**AIM OF THE EXERCISE:**
Can you copy out the passage on global life expectancy below, word for word, between "During 2020-2021, life" and "the researchers said.", inclusive?

This marked a sharp reversal during a decades-long rise in global life expectancy, according to hundreds of researchers sifting through data for the US-based Institute for Health Metrics and Evaluation (IHME).
“For adults worldwide, the pandemic has had a more profound impact than any event seen in half a century, including conflicts and natural disasters,” said Austin Schumacher, IHME researcher and lead author of the study published in the The Lancet.
During 2020-2021, life expectancy declined in 84% of the 204 countries and territories analysed, “demonstrating the devastating potential impacts” of new viruses, he said in a statement.
Mexico City, Peru and Bolivia were some of the locations where life expectancy fell the most.
But there was some good news: half a million fewer children under the age of five died in 2021 compared with 2019, continuing a long-term decline in child mortality.
IHME researcher Hmwe Hmwe Kyu hailed this “incredible progress”, saying the world should now focus on “the next pandemic and addressing the vast disparities in health across countries”.
And despite the pandemic, people still live far longer than they used to: between 1950 and 2021, the average life expectancy at birth has risen by 23 years, from 49 to 72, the researchers said.

**RECORD EXCERPTS:**

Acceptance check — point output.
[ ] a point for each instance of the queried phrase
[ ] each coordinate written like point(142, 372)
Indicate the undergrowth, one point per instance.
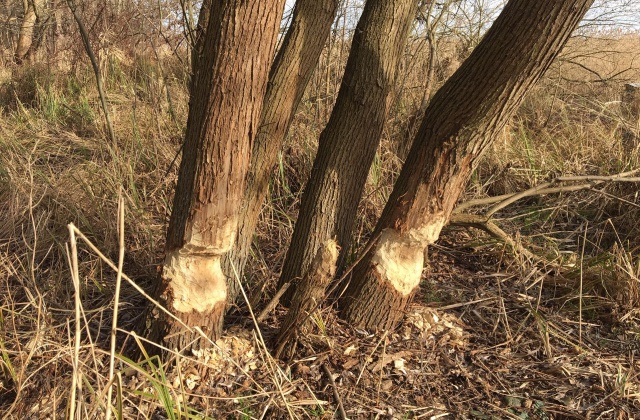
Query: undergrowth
point(57, 168)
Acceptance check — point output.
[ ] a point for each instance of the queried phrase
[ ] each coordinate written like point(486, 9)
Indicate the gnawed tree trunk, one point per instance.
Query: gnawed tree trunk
point(25, 37)
point(349, 142)
point(307, 297)
point(225, 105)
point(462, 119)
point(289, 76)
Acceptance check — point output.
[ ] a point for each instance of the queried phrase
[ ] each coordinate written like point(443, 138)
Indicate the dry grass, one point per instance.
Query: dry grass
point(491, 334)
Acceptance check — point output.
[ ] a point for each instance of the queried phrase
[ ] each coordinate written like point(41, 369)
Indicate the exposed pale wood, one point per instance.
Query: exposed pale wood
point(462, 119)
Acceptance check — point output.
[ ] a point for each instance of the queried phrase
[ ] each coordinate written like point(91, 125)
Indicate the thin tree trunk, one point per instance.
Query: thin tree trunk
point(462, 119)
point(349, 142)
point(27, 27)
point(289, 76)
point(225, 106)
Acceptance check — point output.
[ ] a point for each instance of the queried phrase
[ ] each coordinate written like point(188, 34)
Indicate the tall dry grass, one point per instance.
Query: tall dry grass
point(56, 168)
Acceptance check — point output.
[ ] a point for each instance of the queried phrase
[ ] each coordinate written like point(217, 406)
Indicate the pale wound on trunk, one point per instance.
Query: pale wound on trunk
point(193, 273)
point(399, 256)
point(195, 282)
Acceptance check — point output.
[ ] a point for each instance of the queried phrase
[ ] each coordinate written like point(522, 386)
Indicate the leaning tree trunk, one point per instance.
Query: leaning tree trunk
point(225, 105)
point(349, 142)
point(462, 119)
point(289, 76)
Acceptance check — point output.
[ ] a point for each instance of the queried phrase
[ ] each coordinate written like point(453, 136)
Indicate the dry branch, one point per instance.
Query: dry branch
point(500, 202)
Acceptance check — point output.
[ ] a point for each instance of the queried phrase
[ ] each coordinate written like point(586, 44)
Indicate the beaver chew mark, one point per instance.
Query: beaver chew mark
point(399, 257)
point(196, 281)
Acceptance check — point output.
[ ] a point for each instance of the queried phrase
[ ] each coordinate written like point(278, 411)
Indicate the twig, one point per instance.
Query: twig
point(272, 303)
point(336, 395)
point(96, 70)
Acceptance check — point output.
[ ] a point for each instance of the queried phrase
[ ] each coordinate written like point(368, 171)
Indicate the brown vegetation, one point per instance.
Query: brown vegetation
point(495, 331)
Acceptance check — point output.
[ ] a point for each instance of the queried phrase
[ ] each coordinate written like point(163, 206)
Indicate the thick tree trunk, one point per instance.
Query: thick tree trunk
point(225, 105)
point(462, 119)
point(289, 76)
point(349, 142)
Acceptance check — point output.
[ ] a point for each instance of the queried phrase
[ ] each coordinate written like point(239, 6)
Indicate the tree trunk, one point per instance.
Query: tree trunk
point(289, 76)
point(306, 299)
point(462, 119)
point(27, 27)
point(225, 105)
point(349, 142)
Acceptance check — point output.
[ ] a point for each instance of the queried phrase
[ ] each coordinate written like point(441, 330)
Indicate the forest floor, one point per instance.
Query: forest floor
point(483, 340)
point(542, 325)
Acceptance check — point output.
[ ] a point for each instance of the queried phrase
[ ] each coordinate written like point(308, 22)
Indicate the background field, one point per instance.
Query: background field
point(541, 322)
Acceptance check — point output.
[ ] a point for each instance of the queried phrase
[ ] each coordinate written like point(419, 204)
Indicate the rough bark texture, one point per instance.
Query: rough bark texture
point(462, 119)
point(306, 298)
point(289, 76)
point(349, 142)
point(27, 27)
point(225, 105)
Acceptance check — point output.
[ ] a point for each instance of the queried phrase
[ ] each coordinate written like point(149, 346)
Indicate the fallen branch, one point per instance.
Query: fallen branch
point(336, 395)
point(484, 221)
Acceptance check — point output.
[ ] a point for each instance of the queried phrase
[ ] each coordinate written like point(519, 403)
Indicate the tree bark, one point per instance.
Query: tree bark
point(289, 76)
point(225, 105)
point(27, 27)
point(462, 119)
point(349, 142)
point(306, 299)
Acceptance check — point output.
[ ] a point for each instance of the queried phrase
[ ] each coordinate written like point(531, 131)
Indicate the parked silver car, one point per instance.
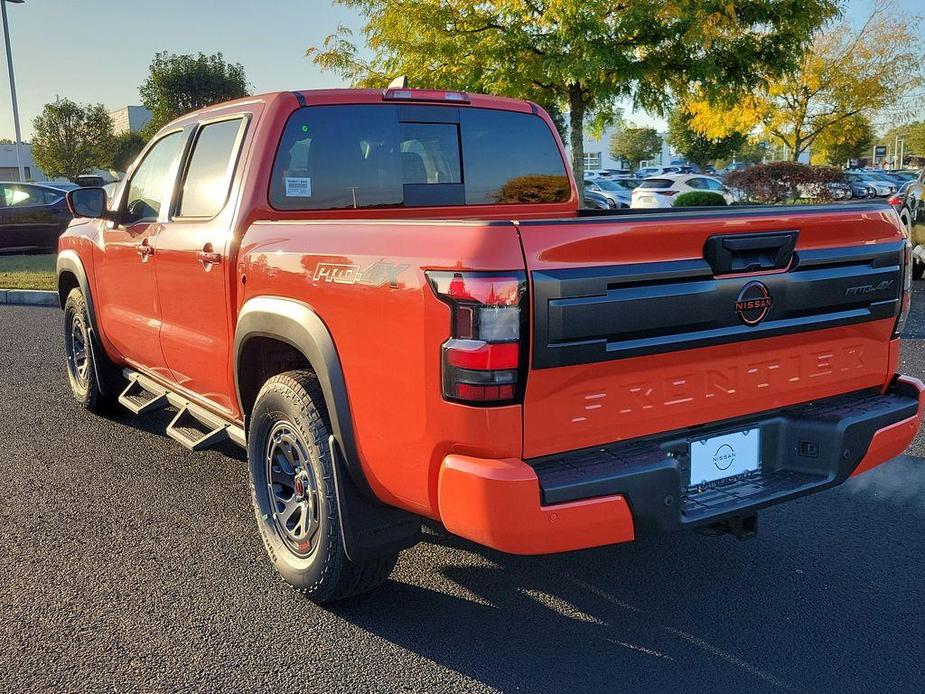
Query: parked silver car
point(617, 190)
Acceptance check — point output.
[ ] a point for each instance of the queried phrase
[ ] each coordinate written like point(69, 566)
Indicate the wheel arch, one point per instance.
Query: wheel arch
point(71, 274)
point(294, 323)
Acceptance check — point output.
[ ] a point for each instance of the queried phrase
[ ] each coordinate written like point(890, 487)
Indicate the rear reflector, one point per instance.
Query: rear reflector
point(476, 354)
point(482, 360)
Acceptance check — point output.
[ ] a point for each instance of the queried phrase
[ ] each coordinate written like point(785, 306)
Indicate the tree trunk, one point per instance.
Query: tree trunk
point(576, 133)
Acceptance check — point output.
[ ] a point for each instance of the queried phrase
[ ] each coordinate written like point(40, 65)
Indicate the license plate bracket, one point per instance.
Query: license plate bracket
point(725, 458)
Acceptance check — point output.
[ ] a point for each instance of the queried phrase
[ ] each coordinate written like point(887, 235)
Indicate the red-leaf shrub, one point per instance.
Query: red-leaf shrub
point(781, 181)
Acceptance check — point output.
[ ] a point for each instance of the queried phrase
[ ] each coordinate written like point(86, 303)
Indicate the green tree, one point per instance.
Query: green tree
point(71, 139)
point(873, 70)
point(582, 55)
point(851, 139)
point(125, 147)
point(696, 147)
point(632, 144)
point(178, 84)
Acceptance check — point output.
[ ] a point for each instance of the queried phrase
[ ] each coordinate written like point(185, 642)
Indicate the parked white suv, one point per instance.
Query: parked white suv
point(661, 191)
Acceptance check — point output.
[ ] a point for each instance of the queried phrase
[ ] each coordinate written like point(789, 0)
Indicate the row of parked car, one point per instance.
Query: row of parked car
point(650, 187)
point(658, 186)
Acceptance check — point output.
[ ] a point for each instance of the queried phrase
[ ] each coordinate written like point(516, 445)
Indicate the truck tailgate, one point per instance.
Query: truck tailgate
point(649, 323)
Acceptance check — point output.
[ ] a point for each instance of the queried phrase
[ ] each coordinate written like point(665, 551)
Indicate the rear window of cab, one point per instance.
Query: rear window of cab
point(381, 156)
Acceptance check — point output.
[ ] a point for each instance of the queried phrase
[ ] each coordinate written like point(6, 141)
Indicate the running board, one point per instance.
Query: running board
point(138, 400)
point(191, 431)
point(194, 427)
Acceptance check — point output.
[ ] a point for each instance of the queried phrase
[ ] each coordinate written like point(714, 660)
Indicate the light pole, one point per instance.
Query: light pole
point(9, 63)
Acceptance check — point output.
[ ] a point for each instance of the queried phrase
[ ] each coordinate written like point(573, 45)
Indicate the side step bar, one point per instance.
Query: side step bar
point(193, 427)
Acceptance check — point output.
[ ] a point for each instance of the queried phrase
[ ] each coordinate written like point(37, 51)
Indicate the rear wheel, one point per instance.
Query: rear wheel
point(87, 365)
point(292, 488)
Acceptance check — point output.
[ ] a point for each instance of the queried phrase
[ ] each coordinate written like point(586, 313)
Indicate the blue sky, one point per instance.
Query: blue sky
point(99, 50)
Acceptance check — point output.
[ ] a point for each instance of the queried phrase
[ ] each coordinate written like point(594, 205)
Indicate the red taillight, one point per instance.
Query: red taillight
point(482, 360)
point(905, 298)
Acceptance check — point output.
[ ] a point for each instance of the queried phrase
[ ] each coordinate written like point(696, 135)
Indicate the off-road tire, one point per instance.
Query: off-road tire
point(293, 403)
point(88, 365)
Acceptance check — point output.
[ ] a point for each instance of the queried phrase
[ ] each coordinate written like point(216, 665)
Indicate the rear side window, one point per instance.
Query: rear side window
point(369, 156)
point(205, 187)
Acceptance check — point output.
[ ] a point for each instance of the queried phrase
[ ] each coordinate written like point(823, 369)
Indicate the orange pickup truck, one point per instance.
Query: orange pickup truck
point(392, 300)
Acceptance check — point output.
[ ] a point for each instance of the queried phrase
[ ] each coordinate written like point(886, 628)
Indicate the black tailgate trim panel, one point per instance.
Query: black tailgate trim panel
point(588, 315)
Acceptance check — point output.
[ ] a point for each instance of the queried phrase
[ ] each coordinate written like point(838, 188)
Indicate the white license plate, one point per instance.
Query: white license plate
point(721, 457)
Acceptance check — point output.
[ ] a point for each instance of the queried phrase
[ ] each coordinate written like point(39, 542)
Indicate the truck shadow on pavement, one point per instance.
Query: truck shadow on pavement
point(829, 595)
point(799, 608)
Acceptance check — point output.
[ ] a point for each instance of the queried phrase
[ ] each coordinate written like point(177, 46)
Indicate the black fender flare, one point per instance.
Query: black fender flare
point(370, 529)
point(296, 324)
point(69, 261)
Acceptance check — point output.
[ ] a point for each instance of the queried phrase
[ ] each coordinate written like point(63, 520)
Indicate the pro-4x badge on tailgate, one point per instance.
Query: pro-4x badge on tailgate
point(376, 275)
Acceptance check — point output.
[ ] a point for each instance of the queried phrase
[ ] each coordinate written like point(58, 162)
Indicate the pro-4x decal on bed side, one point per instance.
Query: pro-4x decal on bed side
point(376, 275)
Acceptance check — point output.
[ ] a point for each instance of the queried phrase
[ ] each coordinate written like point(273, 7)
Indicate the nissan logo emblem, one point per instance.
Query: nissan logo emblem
point(753, 303)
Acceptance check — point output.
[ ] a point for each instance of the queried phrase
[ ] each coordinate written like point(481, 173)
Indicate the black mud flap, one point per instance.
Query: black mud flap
point(370, 529)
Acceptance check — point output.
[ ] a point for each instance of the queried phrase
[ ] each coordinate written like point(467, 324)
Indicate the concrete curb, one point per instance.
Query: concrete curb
point(28, 297)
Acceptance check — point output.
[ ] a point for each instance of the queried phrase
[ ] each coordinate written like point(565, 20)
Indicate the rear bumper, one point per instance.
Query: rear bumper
point(615, 493)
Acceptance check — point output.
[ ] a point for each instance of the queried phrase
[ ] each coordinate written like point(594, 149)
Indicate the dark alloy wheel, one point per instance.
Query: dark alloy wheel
point(77, 340)
point(294, 496)
point(292, 487)
point(88, 366)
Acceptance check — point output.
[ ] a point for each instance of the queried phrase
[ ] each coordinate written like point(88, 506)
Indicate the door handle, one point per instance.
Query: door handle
point(144, 249)
point(207, 256)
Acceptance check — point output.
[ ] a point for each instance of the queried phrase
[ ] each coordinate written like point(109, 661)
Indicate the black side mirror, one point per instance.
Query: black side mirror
point(88, 202)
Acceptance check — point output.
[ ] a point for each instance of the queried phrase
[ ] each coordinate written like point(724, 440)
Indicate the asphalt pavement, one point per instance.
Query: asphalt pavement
point(128, 564)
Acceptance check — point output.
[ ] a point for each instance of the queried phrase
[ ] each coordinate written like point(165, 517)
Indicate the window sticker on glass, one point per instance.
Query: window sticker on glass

**ANSWER SPACE:**
During 2020-2021, life expectancy declined in 84% of the 204 countries and territories analysed, “demonstrating the devastating potential impacts” of new viruses, he said in a statement.
Mexico City, Peru and Bolivia were some of the locations where life expectancy fell the most.
But there was some good news: half a million fewer children under the age of five died in 2021 compared with 2019, continuing a long-term decline in child mortality.
IHME researcher Hmwe Hmwe Kyu hailed this “incredible progress”, saying the world should now focus on “the next pandemic and addressing the vast disparities in health across countries”.
And despite the pandemic, people still live far longer than they used to: between 1950 and 2021, the average life expectancy at birth has risen by 23 years, from 49 to 72, the researchers said.